• PASSAGE CHOISI:
▼

L’ordonnance du 10 février 2016 a entamé la réforme du droit des obligations par celle des contrats sans toucher au droit de la responsabilité civile. En avril 2016 la Chancellerie rendait public un avant-projet de réforme soumis à la consultation publique et suivi de la présentation d’un nouveau projet le 13 mars 2017 par le ministre de la Justice. Celui-ci servira de base au projet de loi qui devra être repris par le nouveau gouvernement pour parachever la réforme du droit des obligations. En voici les grandes lignes et spécialement les nouveautés qui pourraient affecter la responsabilité des associations de jeunesse.

▲

• TÂCHE DEMANDÉE 1: D'après le passage sur la réforme du droit des obligations, à quelle date le ministre de la Justice a-t-il présenté un nouveau projet ?

[Exemples d'annotation par points]

▼

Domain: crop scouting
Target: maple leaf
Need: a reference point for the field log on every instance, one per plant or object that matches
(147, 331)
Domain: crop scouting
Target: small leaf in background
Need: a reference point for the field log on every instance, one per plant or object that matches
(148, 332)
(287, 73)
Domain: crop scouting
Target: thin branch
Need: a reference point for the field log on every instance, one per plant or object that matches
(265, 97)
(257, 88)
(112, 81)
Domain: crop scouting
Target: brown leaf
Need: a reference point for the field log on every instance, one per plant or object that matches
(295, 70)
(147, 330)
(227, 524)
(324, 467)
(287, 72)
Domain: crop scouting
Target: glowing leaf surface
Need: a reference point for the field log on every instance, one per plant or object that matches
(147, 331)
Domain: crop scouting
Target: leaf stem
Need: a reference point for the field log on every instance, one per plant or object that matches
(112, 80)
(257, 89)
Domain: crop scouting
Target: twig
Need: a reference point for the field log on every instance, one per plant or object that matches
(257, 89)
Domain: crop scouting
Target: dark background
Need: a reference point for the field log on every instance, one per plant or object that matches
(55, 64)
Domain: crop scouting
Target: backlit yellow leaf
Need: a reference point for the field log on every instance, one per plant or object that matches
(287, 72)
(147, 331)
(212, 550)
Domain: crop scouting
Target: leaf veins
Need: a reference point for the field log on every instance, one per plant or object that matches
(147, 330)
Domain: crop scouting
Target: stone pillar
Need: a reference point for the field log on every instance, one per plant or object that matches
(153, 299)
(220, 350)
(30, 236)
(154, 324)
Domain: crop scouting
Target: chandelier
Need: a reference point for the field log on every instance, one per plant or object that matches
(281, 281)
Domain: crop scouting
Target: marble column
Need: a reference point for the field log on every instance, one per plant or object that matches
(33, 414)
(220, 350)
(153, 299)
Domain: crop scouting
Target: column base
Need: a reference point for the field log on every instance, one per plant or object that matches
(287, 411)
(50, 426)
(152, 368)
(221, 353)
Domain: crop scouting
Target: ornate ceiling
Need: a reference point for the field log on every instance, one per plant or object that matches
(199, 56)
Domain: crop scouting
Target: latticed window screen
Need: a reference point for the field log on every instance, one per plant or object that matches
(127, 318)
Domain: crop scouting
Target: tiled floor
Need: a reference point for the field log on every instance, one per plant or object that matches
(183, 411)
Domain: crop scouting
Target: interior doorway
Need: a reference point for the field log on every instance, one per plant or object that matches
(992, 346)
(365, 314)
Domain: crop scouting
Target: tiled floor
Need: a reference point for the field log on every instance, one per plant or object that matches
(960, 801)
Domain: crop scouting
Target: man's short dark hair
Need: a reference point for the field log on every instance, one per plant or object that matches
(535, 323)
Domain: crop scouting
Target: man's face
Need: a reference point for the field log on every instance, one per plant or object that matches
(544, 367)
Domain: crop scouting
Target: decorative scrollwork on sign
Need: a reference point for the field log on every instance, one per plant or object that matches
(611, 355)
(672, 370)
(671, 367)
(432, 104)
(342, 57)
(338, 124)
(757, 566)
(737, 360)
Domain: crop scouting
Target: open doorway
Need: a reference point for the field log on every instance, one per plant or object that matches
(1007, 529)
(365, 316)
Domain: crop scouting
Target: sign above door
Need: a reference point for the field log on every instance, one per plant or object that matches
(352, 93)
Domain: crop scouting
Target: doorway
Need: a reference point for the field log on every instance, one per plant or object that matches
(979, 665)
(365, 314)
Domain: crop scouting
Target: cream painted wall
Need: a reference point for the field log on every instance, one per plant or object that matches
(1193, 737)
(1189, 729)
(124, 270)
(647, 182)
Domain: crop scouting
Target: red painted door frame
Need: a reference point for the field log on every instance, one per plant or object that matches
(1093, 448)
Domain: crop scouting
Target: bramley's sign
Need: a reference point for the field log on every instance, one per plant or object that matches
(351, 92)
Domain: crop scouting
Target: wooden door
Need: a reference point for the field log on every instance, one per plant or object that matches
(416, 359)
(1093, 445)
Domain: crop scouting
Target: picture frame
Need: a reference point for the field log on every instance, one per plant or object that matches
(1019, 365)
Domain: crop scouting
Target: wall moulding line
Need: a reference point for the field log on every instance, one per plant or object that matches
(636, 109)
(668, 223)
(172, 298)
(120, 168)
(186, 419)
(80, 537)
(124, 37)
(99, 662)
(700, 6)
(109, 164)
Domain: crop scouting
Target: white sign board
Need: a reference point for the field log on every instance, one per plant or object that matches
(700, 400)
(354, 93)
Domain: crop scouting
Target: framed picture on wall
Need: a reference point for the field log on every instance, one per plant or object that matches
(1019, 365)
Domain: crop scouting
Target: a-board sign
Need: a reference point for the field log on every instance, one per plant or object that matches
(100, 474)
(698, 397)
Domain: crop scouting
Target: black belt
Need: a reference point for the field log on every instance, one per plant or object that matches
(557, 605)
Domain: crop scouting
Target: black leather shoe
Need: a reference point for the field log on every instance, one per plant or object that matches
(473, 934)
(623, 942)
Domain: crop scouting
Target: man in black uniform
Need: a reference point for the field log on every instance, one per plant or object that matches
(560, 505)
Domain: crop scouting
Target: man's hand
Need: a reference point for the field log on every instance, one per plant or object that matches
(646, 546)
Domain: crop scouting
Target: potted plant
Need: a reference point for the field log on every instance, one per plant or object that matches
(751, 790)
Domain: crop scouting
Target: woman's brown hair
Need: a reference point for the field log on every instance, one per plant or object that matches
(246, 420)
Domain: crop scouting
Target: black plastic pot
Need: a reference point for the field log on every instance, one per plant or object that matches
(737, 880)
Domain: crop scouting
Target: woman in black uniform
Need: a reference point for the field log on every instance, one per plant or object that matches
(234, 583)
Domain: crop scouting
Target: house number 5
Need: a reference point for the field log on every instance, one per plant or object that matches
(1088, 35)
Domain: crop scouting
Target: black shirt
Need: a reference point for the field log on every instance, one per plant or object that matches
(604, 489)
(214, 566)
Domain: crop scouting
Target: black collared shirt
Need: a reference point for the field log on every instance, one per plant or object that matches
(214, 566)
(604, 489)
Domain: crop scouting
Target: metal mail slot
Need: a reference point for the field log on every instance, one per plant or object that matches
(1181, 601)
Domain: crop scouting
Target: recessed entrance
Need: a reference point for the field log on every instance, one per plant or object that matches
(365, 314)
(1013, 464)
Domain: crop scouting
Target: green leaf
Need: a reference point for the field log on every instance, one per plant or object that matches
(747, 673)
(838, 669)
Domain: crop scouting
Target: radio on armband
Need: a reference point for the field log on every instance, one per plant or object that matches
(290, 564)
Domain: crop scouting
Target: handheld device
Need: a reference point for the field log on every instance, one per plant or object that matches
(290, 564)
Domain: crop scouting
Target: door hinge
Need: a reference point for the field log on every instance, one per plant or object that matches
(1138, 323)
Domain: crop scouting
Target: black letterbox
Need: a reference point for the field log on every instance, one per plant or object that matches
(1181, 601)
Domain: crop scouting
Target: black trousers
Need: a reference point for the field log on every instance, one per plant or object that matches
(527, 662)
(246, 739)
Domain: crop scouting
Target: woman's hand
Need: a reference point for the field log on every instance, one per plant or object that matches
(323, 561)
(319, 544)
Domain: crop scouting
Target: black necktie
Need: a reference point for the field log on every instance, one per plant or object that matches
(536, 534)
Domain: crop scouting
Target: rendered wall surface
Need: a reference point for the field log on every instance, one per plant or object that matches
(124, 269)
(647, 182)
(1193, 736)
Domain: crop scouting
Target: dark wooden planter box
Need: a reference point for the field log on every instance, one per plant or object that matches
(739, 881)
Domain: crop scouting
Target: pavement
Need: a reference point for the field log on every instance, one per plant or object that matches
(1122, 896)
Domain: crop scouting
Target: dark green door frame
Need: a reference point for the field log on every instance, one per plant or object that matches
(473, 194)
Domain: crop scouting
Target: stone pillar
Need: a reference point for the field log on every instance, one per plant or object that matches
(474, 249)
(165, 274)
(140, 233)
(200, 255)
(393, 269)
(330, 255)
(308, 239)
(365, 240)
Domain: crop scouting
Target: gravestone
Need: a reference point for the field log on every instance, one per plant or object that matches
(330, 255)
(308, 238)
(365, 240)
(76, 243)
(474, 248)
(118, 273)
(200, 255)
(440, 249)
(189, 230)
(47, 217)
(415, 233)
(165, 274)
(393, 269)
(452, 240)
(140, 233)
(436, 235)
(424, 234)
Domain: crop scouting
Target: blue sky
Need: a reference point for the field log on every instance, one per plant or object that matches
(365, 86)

▲

• TÂCHE DEMANDÉE 2: Combien de lignes de la liste contiennent la chaîne « shirt » ? Donnez seulement ce nombre.

• RÉPONSE COMPLÈTE 1: Le 13 mars 2017.

• RÉPONSE COMPLÈTE 2: 2